- Requirement -
Continue the passage about wearing makeup, starting right after its final sentence.

- Reading text -
****************
But life is not a vacuum. Choices don’t just happen. The common saying is that it takes ten thousand hours to become an expert at something. I wear makeup almost every day of my life since I was fourteen years old. I have spent several thousands of dollars on makeup and makeup products. I started to count through my makeup kit and I stopped at around $500 worth of eyeshadow palletes, primers, powders, liners and stains. I put ten products on my face every day. I spend twenty minutes of my day coloring my face instead of spending it with my family, or sleeping, or cooking a healthy breakfast, or doing my homework, or working out. I have sacrificed a lot to gain this skill. I sometimes think about what I could have accomplished if I spent twenty minutes a day learning a musical instrument, or writing, or studying a foreign language. The amount of time and money I spend on grooming and personal hygiene is easily triple that of my male partner. I wonder how any gender-performing woman can compete with a performing man, because he just has so much more time.
And there is a dark side to my makeup. While it’s true that I don’t wear my makeup to impress other people, it’s also true that I hate my face. I hate it. I hate the way I look and I hate it when people see me without my makeup because all I feel is ugly. I wear makeup to impress myself and change the way I look because I am ferociously disappointed with what I see in the mirror. And this standard of beauty I that I apply to myself is as much a construct as my face is, created by movies and television and magazines and even my own friends and family, and a few cruel ex-boyfriends. I have the right to decide what makes me look and feel beautiful, but my decision has a long history of baggage.
****************
- Dataset content -
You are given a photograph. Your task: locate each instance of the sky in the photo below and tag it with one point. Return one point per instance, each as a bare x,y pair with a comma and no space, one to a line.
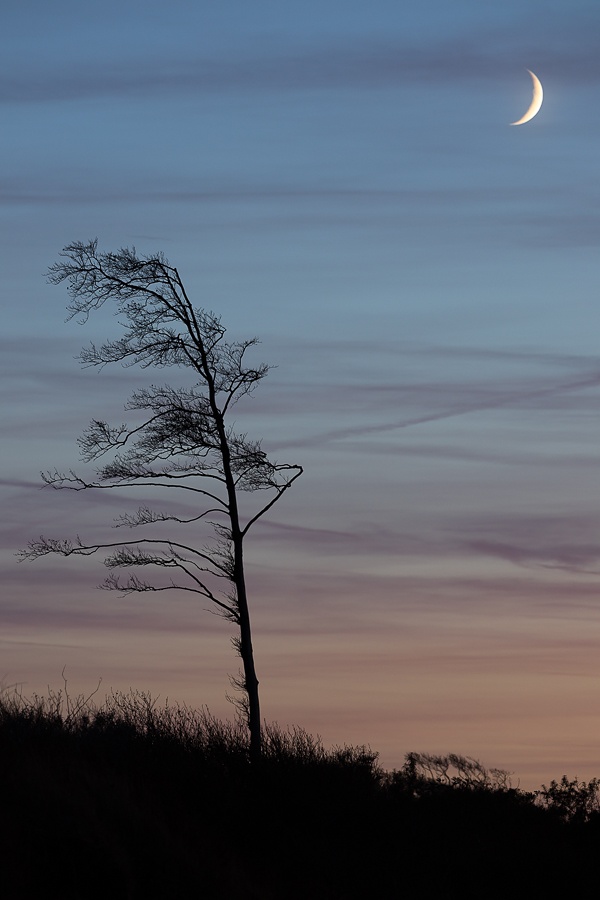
339,179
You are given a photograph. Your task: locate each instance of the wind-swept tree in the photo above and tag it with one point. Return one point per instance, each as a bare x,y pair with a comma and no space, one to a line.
182,441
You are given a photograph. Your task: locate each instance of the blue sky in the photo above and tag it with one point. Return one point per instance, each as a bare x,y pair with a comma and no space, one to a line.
341,180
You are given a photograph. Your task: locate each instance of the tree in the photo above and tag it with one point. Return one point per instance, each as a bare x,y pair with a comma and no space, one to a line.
184,441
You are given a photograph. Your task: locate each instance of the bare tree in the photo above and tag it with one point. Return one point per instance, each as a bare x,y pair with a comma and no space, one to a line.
184,441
****************
- Result -
I used to hate myself for wearing makeup, too. I used to beat myself up for being a bad feminist because I couldn’t accept myself as I “naturally” was, because I bought into conventional beauty and because I’m privileged enough to be accepted into beauty culture at all. I know that when I wear makeup to work, I make it a little harder on all the other women who don’t, because I’m reinforcing this standard, normalizing it. When I go makeup shopping with my friends, or offer to do makeovers on them, I’m supporting a poisonous industry that targets young women to convince them that their face is unacceptable and they need makeup to even be tolerable to the people around them.
I was going down a negative spiral, where I hated myself from all kinds of places and directions—the way I looked without makeup, the way I was ashamed when I wore it, anxious every morning about how I’d feel like shit about myself on this day. This kind of interpreting of feminism wasn’t freeing to me. It was mutilating an already wounded person.
The person I am “naturally” is a woman that wants to wear makeup. Feminism wants me to accept myself as I am. Feminism wants me to have a positive body image of the person I am right here, right now. And right here and now I’m a person that’s learning how to contour, that loves to wear two shades of eyeshadow, and has a troubled, yet loving relationship with her face as a means of self-expression. Being a feminist means I support other women—and men, and people who don’t identify as either — in their choice to wear and not wear makeup. Being a feminist means I question why we have the hangups we do, without torturing the people who have them. Being a feminist means that I can be a complicated person, who wears makeup to express myself and hide my flaws, who feels pressured to put on paint but hates being told I shouldn’t.
I am a feminist, and I wear makeup. And I am finally learning to be okay with that.